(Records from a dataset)
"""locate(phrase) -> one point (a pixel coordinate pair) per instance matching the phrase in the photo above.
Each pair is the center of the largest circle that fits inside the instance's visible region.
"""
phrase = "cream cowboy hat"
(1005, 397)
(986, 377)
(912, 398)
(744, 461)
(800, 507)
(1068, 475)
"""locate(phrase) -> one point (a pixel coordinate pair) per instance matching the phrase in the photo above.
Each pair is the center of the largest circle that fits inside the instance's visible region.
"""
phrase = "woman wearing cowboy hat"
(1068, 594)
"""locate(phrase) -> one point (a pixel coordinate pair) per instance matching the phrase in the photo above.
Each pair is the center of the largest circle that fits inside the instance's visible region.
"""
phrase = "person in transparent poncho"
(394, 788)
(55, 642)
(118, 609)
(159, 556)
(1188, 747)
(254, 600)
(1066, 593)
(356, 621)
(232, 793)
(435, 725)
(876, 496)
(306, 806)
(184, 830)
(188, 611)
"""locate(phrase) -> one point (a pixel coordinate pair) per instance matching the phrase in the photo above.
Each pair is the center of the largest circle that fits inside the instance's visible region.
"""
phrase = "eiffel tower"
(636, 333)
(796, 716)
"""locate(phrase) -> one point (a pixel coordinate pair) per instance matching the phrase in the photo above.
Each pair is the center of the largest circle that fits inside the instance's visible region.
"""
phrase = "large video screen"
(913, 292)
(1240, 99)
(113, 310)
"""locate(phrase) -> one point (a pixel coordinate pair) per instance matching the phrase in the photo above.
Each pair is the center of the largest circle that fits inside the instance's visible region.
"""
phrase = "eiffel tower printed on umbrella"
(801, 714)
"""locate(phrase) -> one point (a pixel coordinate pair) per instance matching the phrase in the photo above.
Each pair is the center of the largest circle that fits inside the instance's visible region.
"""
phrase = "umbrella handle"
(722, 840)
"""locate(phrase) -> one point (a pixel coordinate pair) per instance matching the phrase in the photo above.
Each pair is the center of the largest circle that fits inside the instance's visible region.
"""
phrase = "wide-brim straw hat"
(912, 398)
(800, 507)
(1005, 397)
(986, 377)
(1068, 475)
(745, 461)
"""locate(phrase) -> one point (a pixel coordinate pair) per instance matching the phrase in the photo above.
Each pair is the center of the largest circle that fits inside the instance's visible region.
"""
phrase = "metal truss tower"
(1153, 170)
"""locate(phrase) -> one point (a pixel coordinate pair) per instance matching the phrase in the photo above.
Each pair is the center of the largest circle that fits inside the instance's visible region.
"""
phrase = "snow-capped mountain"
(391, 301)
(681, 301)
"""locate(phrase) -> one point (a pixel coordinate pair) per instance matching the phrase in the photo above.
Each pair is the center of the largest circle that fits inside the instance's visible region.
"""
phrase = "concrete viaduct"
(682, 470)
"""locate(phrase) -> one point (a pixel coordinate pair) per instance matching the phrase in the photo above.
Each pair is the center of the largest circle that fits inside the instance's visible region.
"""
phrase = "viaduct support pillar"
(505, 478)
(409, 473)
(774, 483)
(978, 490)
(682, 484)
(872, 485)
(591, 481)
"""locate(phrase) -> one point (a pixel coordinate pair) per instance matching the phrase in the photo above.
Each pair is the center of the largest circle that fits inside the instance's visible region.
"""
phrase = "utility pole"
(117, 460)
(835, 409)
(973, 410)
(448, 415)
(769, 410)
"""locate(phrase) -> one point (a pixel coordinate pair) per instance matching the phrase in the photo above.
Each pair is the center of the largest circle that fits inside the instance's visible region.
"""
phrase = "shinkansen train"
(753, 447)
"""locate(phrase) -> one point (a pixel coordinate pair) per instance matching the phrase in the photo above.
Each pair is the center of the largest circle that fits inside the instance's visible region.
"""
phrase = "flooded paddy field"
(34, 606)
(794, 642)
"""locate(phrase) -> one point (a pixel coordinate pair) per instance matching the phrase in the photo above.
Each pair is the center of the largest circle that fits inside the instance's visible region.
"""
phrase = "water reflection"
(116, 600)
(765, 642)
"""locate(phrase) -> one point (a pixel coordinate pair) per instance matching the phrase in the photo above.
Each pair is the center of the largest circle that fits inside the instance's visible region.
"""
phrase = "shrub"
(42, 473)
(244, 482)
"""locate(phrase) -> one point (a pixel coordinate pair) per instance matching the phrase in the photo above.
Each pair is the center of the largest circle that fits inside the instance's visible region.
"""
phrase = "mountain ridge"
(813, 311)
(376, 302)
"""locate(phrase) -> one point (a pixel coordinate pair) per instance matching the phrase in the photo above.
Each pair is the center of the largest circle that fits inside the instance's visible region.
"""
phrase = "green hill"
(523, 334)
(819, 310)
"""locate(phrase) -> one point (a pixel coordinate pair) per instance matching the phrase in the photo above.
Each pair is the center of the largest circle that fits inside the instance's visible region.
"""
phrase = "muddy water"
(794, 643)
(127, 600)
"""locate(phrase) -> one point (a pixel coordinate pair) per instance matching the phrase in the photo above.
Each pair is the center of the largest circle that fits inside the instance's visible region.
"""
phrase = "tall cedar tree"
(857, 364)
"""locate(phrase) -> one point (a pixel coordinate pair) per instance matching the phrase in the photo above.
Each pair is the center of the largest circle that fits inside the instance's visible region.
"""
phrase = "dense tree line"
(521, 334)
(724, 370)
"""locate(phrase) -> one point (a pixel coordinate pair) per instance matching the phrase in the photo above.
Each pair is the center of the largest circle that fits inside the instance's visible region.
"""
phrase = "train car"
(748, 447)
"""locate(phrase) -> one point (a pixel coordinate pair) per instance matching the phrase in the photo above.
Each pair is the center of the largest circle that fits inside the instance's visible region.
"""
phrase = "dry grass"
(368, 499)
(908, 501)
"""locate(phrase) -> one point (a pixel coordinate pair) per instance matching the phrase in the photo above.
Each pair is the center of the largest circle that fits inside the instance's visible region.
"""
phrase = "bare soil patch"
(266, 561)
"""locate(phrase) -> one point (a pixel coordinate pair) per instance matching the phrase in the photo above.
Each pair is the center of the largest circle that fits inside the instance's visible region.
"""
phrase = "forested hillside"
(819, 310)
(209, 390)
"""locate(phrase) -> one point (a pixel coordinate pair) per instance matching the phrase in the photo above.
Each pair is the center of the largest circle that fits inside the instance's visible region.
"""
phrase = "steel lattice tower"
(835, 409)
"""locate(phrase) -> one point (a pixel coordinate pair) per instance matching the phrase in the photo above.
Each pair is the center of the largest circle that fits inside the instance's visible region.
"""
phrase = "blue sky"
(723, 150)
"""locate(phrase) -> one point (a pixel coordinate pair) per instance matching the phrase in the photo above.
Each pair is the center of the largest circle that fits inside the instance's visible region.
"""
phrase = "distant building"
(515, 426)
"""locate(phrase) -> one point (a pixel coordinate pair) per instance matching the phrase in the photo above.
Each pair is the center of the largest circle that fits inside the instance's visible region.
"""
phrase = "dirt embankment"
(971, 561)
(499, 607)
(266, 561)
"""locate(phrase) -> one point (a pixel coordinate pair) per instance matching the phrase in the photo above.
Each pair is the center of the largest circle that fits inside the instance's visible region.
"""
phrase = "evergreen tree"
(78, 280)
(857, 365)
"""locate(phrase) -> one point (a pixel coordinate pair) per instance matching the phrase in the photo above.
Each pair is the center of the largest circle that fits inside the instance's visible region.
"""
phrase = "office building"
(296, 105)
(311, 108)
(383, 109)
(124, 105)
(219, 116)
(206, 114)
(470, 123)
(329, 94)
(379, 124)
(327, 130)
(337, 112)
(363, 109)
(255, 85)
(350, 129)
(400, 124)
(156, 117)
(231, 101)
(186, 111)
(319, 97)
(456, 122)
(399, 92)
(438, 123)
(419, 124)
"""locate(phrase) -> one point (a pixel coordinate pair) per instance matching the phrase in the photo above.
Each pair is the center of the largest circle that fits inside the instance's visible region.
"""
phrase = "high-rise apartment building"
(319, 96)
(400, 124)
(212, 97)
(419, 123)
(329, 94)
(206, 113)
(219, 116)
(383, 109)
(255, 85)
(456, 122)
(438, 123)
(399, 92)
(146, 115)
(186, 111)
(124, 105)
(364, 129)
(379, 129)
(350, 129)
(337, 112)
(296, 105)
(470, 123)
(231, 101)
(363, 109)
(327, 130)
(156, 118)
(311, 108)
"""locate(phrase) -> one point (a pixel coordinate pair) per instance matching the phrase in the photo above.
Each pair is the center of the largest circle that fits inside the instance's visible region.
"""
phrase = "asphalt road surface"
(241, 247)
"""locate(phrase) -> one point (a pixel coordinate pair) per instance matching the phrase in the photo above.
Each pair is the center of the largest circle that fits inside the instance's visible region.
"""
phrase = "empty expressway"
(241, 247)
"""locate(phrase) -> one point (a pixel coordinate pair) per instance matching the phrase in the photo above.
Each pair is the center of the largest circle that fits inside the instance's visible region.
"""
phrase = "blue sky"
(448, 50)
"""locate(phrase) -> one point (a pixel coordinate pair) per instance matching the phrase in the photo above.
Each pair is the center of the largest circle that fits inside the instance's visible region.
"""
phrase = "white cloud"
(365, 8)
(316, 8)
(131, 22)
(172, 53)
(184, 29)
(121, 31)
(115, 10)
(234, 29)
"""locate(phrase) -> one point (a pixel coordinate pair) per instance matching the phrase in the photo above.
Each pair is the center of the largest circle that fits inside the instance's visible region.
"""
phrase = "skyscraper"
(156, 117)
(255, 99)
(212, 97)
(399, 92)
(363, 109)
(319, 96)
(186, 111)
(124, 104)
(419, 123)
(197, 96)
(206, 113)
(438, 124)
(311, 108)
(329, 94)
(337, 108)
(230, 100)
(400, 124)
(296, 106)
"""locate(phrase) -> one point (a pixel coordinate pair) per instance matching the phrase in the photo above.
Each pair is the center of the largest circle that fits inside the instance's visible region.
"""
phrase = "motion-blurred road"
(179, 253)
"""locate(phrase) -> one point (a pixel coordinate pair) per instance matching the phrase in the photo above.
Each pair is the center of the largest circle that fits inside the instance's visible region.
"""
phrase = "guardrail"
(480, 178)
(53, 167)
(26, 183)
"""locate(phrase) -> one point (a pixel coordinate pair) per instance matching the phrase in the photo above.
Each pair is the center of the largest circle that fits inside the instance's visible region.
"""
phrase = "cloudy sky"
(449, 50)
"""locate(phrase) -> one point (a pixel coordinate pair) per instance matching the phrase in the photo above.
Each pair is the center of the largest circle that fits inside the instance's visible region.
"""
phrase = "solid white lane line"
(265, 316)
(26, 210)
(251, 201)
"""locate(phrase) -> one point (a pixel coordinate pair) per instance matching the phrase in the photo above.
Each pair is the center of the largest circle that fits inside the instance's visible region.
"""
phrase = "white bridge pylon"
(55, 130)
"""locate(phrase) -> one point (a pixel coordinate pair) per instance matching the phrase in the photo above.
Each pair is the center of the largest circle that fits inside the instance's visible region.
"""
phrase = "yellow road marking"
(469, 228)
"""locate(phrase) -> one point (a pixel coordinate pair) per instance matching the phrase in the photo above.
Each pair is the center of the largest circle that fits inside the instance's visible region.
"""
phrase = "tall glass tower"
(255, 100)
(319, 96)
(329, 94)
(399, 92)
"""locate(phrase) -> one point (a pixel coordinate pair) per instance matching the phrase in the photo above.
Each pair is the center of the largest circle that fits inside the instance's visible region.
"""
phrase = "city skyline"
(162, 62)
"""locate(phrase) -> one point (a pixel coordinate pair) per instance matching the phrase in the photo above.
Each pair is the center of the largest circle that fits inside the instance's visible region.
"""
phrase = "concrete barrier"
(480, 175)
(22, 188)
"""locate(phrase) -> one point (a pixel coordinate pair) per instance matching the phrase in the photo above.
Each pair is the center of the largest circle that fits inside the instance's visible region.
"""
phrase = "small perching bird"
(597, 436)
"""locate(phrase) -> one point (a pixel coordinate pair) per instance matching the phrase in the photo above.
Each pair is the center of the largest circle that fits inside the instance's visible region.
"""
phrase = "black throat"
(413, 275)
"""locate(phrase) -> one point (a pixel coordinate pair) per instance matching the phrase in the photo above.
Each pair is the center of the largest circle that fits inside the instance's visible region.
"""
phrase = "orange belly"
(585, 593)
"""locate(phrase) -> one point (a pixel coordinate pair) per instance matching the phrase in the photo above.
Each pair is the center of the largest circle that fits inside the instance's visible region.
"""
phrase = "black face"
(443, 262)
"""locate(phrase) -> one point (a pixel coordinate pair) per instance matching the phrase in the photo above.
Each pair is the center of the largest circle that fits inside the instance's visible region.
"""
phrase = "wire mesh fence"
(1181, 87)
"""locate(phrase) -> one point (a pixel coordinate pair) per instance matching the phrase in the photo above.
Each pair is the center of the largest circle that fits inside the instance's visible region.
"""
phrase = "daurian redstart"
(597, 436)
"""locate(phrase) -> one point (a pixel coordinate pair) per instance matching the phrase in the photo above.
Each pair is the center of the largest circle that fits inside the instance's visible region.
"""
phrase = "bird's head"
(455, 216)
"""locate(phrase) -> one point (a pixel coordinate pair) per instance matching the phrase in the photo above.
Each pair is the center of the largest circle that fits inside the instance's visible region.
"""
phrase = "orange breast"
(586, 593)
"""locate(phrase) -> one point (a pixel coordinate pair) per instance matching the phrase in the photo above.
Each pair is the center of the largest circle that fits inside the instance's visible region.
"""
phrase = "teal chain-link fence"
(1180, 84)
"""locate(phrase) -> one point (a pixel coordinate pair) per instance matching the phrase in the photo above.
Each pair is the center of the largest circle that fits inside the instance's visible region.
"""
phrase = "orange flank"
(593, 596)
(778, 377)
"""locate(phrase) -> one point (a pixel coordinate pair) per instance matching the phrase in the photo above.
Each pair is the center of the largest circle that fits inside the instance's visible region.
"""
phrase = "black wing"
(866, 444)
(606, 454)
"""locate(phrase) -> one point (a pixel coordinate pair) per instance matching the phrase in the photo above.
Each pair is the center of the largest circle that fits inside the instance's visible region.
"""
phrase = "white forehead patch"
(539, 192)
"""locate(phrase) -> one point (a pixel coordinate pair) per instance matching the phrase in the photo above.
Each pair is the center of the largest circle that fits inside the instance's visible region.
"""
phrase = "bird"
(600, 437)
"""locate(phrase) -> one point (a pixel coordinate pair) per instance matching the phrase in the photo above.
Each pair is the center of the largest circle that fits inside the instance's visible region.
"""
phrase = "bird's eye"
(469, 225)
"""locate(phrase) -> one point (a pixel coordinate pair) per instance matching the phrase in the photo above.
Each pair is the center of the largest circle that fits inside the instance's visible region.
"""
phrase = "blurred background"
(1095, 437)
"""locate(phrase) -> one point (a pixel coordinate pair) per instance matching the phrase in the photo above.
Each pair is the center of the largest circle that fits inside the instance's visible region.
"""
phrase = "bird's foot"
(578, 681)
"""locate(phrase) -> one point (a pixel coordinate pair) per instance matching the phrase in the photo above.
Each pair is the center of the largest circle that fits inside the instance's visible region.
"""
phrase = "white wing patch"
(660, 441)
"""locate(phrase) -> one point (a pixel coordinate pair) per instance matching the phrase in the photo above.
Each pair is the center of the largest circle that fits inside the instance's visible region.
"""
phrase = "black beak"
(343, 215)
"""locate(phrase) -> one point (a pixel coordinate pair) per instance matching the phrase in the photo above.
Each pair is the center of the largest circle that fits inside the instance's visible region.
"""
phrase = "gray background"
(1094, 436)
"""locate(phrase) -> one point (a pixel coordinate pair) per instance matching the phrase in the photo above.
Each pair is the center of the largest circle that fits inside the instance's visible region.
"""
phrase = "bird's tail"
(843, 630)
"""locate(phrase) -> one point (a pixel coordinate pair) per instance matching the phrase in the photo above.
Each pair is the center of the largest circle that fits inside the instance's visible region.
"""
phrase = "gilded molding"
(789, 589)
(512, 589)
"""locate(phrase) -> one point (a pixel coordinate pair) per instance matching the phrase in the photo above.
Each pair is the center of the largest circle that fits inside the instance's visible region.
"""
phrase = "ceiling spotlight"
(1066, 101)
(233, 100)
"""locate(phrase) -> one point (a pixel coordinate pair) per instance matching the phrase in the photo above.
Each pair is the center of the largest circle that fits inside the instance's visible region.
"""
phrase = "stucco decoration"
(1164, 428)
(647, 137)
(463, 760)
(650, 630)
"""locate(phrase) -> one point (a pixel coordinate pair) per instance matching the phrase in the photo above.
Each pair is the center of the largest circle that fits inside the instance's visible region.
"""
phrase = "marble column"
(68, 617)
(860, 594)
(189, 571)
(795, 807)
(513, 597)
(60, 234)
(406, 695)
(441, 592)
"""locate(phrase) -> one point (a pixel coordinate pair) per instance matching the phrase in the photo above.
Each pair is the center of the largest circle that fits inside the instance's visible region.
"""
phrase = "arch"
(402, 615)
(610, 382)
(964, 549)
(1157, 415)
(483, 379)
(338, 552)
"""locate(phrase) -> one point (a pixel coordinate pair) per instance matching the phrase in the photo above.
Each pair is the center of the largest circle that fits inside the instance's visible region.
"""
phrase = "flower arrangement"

_WHAT THE EXERCISE ASKS_: Pick out each line above that contains the word "tower". Case counts.

_RESPONSE TO THIS EXERCISE_:
phrase = "eiffel tower"
phrase = "eiffel tower printed on umbrella"
phrase = "metal truss tower"
phrase = "steel lattice tower"
phrase = "tall glass tower"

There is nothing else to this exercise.